▶ Work instructions
Where a line in the records below includes "instance", pull that line out.
***** Supplied data *****
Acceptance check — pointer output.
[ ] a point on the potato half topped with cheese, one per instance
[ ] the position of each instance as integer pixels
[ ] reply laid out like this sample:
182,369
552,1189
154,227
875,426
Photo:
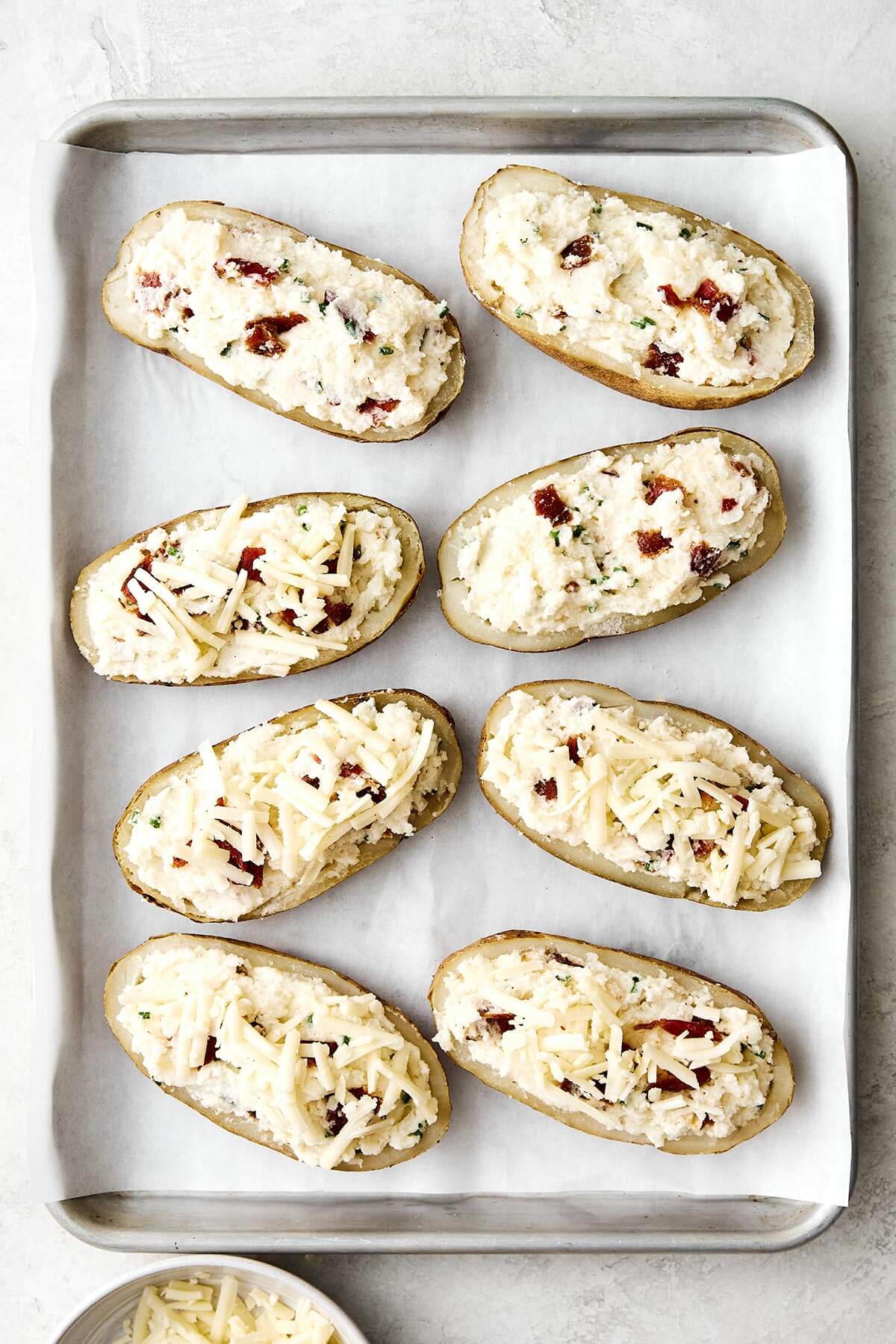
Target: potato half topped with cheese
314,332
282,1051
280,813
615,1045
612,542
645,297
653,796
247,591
*****
▶ Finished task
[ ] a point on the potato half topped with cheese, one per instance
[ ] the position of each instance as integer pixels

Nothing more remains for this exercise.